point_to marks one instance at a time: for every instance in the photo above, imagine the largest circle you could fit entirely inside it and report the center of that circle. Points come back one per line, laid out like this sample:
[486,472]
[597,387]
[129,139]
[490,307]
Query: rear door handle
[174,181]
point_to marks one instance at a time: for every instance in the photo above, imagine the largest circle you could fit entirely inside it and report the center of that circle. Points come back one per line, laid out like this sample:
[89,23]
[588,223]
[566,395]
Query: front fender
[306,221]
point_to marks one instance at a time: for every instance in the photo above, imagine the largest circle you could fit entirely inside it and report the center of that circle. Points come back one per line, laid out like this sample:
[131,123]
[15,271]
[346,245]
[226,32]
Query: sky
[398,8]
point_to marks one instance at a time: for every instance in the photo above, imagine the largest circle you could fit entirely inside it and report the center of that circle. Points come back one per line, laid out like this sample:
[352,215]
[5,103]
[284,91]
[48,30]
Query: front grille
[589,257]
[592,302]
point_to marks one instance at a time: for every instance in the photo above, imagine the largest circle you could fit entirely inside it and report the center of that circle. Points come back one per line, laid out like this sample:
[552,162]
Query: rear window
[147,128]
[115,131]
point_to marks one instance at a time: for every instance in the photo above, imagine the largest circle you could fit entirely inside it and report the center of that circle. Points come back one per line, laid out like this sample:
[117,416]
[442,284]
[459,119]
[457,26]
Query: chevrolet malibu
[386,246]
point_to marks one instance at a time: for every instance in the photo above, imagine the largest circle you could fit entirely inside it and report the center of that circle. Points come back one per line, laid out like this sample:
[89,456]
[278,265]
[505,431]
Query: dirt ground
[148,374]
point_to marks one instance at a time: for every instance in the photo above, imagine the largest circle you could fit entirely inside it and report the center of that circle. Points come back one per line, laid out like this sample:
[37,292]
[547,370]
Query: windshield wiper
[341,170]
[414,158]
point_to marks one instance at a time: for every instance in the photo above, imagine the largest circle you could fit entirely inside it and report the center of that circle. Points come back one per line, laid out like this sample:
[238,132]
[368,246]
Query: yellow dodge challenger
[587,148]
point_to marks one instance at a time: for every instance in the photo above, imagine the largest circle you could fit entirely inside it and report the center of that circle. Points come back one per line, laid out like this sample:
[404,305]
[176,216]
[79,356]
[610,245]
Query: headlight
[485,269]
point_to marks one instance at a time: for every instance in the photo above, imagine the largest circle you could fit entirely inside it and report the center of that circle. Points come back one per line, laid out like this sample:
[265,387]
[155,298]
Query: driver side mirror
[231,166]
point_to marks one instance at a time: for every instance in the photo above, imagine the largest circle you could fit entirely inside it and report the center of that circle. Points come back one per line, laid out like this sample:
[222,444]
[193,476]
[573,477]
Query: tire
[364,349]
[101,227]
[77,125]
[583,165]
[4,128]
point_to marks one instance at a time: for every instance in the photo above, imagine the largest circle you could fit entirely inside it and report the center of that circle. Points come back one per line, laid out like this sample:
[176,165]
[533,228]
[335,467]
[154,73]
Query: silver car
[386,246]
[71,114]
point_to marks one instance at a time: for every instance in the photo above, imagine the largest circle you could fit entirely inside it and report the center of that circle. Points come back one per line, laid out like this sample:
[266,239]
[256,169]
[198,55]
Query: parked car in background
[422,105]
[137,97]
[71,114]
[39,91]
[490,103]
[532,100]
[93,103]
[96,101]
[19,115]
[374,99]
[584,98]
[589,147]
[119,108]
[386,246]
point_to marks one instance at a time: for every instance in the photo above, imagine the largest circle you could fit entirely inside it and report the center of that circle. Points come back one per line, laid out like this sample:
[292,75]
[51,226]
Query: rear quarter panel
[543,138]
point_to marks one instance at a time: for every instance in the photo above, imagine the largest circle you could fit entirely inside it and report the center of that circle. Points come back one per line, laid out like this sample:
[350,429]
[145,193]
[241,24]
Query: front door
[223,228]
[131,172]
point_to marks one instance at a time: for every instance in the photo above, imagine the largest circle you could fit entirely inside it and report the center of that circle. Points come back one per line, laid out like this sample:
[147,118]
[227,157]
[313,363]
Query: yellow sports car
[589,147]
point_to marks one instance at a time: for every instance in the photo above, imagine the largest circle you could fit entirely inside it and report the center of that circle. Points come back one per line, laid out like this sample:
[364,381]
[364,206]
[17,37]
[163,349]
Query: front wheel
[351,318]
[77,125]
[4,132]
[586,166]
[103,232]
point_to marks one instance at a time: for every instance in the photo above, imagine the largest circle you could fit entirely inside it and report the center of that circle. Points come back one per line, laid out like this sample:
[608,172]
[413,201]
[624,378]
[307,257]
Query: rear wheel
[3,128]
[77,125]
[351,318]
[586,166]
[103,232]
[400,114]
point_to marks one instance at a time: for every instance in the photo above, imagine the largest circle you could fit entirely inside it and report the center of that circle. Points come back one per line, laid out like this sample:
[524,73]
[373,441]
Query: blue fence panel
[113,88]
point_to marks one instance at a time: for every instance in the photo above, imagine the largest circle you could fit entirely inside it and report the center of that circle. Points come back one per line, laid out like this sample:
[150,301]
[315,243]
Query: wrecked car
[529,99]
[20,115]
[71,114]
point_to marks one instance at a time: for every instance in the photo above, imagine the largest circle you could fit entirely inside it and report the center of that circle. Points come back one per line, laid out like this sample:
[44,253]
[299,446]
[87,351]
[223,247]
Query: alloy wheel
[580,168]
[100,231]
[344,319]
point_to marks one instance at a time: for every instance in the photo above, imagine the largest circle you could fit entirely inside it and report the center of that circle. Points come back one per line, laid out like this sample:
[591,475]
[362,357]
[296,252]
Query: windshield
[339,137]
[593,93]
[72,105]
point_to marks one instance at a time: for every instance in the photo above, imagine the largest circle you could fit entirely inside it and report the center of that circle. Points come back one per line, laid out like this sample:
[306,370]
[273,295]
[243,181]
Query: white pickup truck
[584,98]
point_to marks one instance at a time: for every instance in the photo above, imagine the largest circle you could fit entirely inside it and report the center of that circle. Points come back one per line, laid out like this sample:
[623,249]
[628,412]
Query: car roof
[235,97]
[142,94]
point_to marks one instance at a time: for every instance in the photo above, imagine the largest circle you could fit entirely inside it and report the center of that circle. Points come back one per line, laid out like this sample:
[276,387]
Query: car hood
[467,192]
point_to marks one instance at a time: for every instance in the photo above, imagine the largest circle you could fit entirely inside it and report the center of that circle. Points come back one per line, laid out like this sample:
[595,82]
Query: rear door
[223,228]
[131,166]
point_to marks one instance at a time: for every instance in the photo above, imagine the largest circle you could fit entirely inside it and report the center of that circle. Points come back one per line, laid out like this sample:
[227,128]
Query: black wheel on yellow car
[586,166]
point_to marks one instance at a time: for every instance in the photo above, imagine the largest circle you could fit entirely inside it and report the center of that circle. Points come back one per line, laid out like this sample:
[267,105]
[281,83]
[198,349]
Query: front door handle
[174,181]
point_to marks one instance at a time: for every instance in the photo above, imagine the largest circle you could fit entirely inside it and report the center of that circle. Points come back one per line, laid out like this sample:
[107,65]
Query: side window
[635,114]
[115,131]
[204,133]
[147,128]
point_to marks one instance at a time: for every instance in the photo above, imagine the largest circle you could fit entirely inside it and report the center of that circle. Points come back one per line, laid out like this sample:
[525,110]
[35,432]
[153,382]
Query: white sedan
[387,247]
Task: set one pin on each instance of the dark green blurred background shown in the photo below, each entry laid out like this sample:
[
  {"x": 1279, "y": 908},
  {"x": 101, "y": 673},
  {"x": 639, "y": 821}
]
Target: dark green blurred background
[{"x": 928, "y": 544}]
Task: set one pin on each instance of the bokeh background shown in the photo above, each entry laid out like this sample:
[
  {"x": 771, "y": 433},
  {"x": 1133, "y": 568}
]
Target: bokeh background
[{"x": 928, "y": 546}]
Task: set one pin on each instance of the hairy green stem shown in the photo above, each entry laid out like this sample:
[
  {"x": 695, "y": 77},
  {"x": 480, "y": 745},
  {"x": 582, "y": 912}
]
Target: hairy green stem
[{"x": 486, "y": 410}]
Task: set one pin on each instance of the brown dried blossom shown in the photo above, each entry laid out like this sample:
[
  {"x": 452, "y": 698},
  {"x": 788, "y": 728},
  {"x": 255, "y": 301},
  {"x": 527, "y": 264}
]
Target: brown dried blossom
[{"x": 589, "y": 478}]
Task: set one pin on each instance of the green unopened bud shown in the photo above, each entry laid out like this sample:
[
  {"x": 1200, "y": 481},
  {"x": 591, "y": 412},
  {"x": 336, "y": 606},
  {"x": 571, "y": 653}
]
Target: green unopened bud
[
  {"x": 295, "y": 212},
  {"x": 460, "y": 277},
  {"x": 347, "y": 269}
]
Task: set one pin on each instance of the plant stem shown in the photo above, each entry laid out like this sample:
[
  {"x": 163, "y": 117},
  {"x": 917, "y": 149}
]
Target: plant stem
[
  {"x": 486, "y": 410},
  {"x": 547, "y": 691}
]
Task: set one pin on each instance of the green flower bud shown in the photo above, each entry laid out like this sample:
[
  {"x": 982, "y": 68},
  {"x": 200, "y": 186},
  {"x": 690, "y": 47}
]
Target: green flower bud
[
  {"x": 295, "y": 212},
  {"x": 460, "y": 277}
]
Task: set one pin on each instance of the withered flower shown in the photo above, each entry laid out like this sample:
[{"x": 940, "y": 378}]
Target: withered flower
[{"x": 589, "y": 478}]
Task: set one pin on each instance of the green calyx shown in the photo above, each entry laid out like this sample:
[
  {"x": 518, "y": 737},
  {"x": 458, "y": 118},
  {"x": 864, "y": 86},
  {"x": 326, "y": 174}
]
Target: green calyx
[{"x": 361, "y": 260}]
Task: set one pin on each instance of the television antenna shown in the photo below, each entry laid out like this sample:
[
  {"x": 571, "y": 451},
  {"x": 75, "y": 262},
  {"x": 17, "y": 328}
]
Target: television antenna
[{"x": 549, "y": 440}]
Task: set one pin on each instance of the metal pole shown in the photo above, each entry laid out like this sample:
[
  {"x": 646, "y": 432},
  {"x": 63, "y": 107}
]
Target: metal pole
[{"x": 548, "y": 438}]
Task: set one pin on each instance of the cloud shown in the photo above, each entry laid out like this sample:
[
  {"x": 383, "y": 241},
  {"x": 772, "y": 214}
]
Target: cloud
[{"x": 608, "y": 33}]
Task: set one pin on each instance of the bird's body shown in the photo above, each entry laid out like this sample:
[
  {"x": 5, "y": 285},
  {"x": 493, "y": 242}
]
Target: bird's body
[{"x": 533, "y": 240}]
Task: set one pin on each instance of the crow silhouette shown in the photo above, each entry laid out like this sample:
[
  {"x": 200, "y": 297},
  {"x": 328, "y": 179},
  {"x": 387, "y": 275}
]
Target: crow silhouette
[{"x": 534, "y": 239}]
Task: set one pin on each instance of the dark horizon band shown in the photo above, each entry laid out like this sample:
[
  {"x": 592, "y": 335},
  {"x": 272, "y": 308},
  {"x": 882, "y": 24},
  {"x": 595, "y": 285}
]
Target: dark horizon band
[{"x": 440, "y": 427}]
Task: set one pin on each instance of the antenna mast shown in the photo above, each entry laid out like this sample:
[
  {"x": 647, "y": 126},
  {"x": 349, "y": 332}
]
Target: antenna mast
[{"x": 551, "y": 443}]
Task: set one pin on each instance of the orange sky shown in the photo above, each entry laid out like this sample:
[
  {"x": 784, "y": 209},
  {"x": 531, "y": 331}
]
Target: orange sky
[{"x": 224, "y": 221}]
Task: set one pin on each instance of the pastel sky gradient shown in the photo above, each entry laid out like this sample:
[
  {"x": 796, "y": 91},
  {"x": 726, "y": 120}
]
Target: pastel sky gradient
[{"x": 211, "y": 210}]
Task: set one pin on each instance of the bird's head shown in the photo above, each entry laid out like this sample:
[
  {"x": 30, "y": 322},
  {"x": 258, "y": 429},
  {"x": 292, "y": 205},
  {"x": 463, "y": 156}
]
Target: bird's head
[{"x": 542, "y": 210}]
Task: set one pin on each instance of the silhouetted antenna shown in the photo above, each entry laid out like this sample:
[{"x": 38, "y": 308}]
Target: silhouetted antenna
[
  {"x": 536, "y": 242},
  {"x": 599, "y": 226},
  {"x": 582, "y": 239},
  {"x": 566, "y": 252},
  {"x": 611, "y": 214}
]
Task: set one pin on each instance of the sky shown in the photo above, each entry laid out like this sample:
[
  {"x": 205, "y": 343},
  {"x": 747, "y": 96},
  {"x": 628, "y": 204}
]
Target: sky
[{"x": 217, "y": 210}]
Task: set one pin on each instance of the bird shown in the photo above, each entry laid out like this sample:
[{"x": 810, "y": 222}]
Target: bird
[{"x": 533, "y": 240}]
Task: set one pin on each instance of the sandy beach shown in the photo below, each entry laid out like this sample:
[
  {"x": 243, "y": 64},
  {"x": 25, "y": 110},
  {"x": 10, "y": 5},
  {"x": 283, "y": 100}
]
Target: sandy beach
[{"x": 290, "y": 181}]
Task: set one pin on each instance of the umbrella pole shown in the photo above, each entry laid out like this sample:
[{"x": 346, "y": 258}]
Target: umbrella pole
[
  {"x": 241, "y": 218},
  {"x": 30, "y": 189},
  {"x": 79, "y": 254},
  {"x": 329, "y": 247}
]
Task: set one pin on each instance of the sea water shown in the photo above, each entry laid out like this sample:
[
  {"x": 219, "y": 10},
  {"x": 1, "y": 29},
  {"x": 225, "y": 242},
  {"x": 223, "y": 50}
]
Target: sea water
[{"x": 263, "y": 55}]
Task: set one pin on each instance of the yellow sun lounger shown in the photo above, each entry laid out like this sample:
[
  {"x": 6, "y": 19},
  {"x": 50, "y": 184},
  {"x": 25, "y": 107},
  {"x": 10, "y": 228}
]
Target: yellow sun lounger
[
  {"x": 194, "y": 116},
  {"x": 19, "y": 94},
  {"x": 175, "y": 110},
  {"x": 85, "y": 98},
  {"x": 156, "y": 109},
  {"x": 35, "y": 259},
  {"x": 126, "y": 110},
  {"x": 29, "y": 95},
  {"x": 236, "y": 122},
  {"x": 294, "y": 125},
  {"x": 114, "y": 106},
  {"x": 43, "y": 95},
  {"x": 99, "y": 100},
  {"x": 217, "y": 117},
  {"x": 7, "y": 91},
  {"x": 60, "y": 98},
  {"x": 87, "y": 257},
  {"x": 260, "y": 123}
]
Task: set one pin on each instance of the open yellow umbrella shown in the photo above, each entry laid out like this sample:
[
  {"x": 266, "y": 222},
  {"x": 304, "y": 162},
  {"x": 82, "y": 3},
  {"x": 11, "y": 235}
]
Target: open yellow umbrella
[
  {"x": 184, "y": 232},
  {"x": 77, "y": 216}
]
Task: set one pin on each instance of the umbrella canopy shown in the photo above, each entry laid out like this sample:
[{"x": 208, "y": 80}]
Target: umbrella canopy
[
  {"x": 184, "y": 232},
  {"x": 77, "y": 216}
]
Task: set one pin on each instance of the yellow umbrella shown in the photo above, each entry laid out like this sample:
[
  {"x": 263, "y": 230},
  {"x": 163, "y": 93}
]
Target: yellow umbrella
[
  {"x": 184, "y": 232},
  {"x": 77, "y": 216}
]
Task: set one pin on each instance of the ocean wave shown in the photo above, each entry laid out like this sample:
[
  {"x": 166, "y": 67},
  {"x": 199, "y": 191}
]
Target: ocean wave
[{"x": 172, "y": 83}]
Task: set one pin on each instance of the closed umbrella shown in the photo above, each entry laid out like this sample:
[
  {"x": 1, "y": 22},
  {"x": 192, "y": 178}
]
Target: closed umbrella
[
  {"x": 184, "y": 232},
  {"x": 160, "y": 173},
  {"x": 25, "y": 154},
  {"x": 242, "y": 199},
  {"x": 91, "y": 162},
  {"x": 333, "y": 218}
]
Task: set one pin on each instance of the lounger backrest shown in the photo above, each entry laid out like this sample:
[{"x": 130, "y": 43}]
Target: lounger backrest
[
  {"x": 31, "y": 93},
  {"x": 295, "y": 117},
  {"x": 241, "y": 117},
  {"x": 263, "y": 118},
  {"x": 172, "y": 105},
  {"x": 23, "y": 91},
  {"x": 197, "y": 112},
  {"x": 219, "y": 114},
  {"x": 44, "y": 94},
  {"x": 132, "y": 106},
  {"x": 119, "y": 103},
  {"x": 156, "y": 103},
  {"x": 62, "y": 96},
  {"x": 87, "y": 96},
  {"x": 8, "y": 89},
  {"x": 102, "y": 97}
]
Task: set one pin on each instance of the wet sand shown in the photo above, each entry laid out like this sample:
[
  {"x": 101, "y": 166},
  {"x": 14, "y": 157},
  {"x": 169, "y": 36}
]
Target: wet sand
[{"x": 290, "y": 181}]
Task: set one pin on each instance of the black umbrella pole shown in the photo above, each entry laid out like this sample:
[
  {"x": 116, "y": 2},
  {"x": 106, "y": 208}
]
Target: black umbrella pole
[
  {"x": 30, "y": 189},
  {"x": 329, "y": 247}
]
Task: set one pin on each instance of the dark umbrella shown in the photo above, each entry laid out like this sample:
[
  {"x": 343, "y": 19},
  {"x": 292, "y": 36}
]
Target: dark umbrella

════════════════

• [Exercise]: Search the data for the string "below" and copy out every line where it is found.

• [Solution]:
Task: set one pin on each instance of the dark green blurred background shown in the photo below, each entry laid out like this sample:
Task: set one pin on each instance of the television antenna shown in the photo below, each entry laid out like this sample:
Task: set one pin on each instance of the sandy beach shown in the photo below, each entry laid out like this sample:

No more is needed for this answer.